_Provided entries:_
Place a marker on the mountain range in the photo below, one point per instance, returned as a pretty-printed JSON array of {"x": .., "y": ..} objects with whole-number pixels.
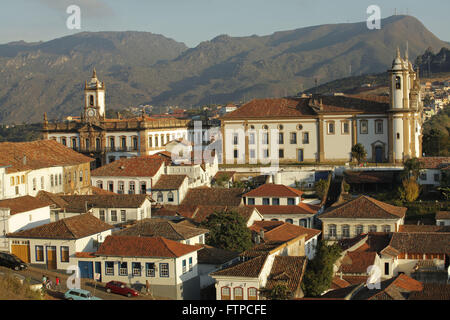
[{"x": 145, "y": 68}]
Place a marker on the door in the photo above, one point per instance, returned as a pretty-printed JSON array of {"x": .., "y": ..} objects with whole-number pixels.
[
  {"x": 378, "y": 154},
  {"x": 300, "y": 155},
  {"x": 86, "y": 270},
  {"x": 51, "y": 258},
  {"x": 98, "y": 270},
  {"x": 21, "y": 249}
]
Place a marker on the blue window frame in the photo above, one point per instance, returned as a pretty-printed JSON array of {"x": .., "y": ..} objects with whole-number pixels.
[
  {"x": 164, "y": 270},
  {"x": 150, "y": 269}
]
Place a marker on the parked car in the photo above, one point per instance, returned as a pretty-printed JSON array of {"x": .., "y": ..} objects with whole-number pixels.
[
  {"x": 120, "y": 288},
  {"x": 11, "y": 261},
  {"x": 79, "y": 294}
]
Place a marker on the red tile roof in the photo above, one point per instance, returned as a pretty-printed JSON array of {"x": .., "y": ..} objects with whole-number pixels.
[
  {"x": 21, "y": 156},
  {"x": 365, "y": 207},
  {"x": 23, "y": 204},
  {"x": 143, "y": 166},
  {"x": 133, "y": 246},
  {"x": 274, "y": 190},
  {"x": 76, "y": 227},
  {"x": 301, "y": 208}
]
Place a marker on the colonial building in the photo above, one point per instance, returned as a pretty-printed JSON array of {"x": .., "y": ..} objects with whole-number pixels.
[
  {"x": 107, "y": 140},
  {"x": 324, "y": 128}
]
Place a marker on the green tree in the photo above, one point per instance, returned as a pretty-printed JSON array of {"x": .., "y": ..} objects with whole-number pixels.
[
  {"x": 319, "y": 271},
  {"x": 321, "y": 188},
  {"x": 279, "y": 291},
  {"x": 228, "y": 230},
  {"x": 409, "y": 191},
  {"x": 359, "y": 152}
]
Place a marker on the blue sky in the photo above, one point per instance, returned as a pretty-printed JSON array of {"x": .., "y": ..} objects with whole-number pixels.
[{"x": 193, "y": 21}]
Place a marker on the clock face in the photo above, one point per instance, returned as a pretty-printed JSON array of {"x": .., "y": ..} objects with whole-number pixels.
[{"x": 91, "y": 112}]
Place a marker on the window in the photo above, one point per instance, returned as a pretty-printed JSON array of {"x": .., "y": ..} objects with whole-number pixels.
[
  {"x": 150, "y": 267},
  {"x": 359, "y": 229},
  {"x": 281, "y": 138},
  {"x": 379, "y": 126},
  {"x": 121, "y": 187},
  {"x": 101, "y": 215},
  {"x": 136, "y": 266},
  {"x": 235, "y": 138},
  {"x": 251, "y": 138},
  {"x": 109, "y": 268},
  {"x": 330, "y": 127},
  {"x": 332, "y": 230},
  {"x": 131, "y": 189},
  {"x": 305, "y": 137},
  {"x": 164, "y": 270},
  {"x": 64, "y": 254},
  {"x": 238, "y": 293},
  {"x": 113, "y": 215},
  {"x": 345, "y": 127},
  {"x": 252, "y": 294},
  {"x": 123, "y": 268},
  {"x": 39, "y": 253},
  {"x": 293, "y": 138},
  {"x": 225, "y": 293},
  {"x": 363, "y": 127},
  {"x": 184, "y": 266},
  {"x": 346, "y": 231}
]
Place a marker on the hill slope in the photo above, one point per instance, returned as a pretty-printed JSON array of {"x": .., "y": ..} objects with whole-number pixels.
[{"x": 217, "y": 71}]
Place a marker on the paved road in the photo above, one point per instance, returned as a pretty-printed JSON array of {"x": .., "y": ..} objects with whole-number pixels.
[{"x": 98, "y": 290}]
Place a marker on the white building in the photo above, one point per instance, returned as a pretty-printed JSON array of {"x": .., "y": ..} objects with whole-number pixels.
[
  {"x": 53, "y": 245},
  {"x": 21, "y": 213},
  {"x": 325, "y": 128}
]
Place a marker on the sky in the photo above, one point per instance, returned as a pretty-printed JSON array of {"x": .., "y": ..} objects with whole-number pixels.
[{"x": 194, "y": 21}]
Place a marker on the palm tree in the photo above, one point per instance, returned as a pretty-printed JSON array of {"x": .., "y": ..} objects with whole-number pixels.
[{"x": 359, "y": 152}]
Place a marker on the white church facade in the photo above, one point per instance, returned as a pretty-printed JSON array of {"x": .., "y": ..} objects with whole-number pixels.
[{"x": 324, "y": 128}]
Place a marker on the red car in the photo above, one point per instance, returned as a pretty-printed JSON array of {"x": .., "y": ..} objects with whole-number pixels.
[{"x": 120, "y": 288}]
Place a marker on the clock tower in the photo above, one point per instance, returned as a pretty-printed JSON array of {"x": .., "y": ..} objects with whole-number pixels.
[{"x": 94, "y": 99}]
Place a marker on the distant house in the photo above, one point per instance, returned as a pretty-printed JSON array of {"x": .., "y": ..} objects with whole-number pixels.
[
  {"x": 170, "y": 267},
  {"x": 443, "y": 218},
  {"x": 361, "y": 215},
  {"x": 278, "y": 202},
  {"x": 166, "y": 229},
  {"x": 111, "y": 208},
  {"x": 170, "y": 188},
  {"x": 25, "y": 171},
  {"x": 129, "y": 176},
  {"x": 21, "y": 213},
  {"x": 54, "y": 245}
]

_Work to complete:_ Every line of the material must be returned exactly; leave the images out.

_Finished exercise:_
Place a marker on the mountain range in the photo below, one point per instance, returned as a pretty-printed JSON array of {"x": .., "y": ..} objects with whole-number pixels.
[{"x": 145, "y": 68}]
Place a marker on the door in the photo above, one point per instance, returned as a pretty-printed JSON array of {"x": .., "y": ..} objects with whole-number pixels.
[
  {"x": 378, "y": 154},
  {"x": 300, "y": 155},
  {"x": 86, "y": 270},
  {"x": 51, "y": 258},
  {"x": 98, "y": 270},
  {"x": 21, "y": 249}
]
Place a marker on the blue window frame in the photo above, one point per instance, returned as a pretty-printed JSON array of {"x": .., "y": ..} objects with whole-number pixels.
[
  {"x": 164, "y": 270},
  {"x": 150, "y": 269}
]
Place a marker on the parked car in the photo above, one point per instance, returned as a pretty-printed JSON array of {"x": .., "y": ..} objects with whole-number pixels.
[
  {"x": 120, "y": 288},
  {"x": 11, "y": 261},
  {"x": 79, "y": 294}
]
Place a marker on the red tile roof in the photo above, one point per instance, returned as a pretty-printed JSON array of {"x": .., "y": ..} objects with whole-number pixels.
[
  {"x": 21, "y": 156},
  {"x": 365, "y": 207},
  {"x": 23, "y": 204},
  {"x": 143, "y": 166},
  {"x": 133, "y": 246},
  {"x": 274, "y": 190},
  {"x": 76, "y": 227},
  {"x": 301, "y": 208}
]
Place a marker on the colonial building in the photo above, one point per instance, returned as a pretty-printed JSON array of {"x": .., "y": ..} objects with whole-number pixels.
[
  {"x": 107, "y": 140},
  {"x": 324, "y": 128}
]
Place a marker on the green tree in the photo above, one point per instance, returned as a pretty-printed JSON array of {"x": .., "y": ..} objects with whole-number pixels.
[
  {"x": 319, "y": 271},
  {"x": 321, "y": 188},
  {"x": 279, "y": 291},
  {"x": 228, "y": 230},
  {"x": 409, "y": 191},
  {"x": 359, "y": 152}
]
Place a marker on the blue sky in the photo above, one point per instance, returned as a pretty-printed JSON array of {"x": .., "y": ..} objects with whole-number pixels.
[{"x": 193, "y": 21}]
Place a marker on the clock face in the photo above, one point per instance, returned as a pretty-printed JSON array of {"x": .., "y": ..} objects with whole-number pixels.
[{"x": 91, "y": 112}]
Place a marker on the window in the photo above, one point per instance, returned as a pretty-printed JSON array of {"x": .., "y": ..} objects with whole-number pixels.
[
  {"x": 150, "y": 267},
  {"x": 359, "y": 229},
  {"x": 281, "y": 138},
  {"x": 379, "y": 126},
  {"x": 121, "y": 187},
  {"x": 101, "y": 215},
  {"x": 136, "y": 266},
  {"x": 235, "y": 138},
  {"x": 251, "y": 138},
  {"x": 109, "y": 268},
  {"x": 330, "y": 127},
  {"x": 332, "y": 230},
  {"x": 131, "y": 189},
  {"x": 305, "y": 137},
  {"x": 164, "y": 270},
  {"x": 64, "y": 254},
  {"x": 238, "y": 293},
  {"x": 113, "y": 215},
  {"x": 345, "y": 127},
  {"x": 252, "y": 294},
  {"x": 123, "y": 268},
  {"x": 39, "y": 253},
  {"x": 293, "y": 138},
  {"x": 225, "y": 293},
  {"x": 363, "y": 127},
  {"x": 184, "y": 266},
  {"x": 346, "y": 231}
]
Place a marker on the hill slope in the photo above, one point per instance, returned as a pretty-printed JSON array of {"x": .., "y": ..} objects with whole-number pixels.
[{"x": 217, "y": 71}]
Place a marker on the paved road in the photo above, one point per instance, returned as a pretty-printed JSON array of {"x": .., "y": ..} objects with whole-number pixels.
[{"x": 98, "y": 290}]
Place a marker on the white building in the photo above, one point per instance, returned as a pretty-printed JSON array of {"x": .., "y": ..} objects with whole-number pixels.
[
  {"x": 53, "y": 245},
  {"x": 21, "y": 213},
  {"x": 325, "y": 128}
]
Place a marker on the sky in the photo above, one point per instance, returned as a pretty-printed JSON array of {"x": .., "y": ..} objects with whole-number pixels.
[{"x": 194, "y": 21}]
Place a marker on the palm tree in the photo above, one point per instance, returned as a pretty-printed JSON array of {"x": .., "y": ..} objects with whole-number pixels.
[{"x": 359, "y": 152}]
Place a marker on the white church facade in the photo above, one point per instance, returned as a pretty-printed JSON array of {"x": .., "y": ..} objects with whole-number pixels.
[{"x": 324, "y": 128}]
Place a marker on the red car in the photo above, one point per instance, returned as a pretty-printed JSON array of {"x": .., "y": ..} objects with whole-number pixels.
[{"x": 120, "y": 288}]
Place a marker on the clock tower in the photo above, one point per instance, returned as a pretty-printed JSON array of {"x": .., "y": ..} objects with whole-number pixels.
[{"x": 94, "y": 99}]
Place a marker on the distant house in the photo above, one point per instance, returned as a pretty-printed JSON array of {"x": .., "y": ..} objects with whole-number pixels.
[
  {"x": 170, "y": 267},
  {"x": 443, "y": 218},
  {"x": 361, "y": 215},
  {"x": 278, "y": 202},
  {"x": 166, "y": 229},
  {"x": 111, "y": 208},
  {"x": 170, "y": 188},
  {"x": 25, "y": 171},
  {"x": 129, "y": 176},
  {"x": 21, "y": 213},
  {"x": 54, "y": 245}
]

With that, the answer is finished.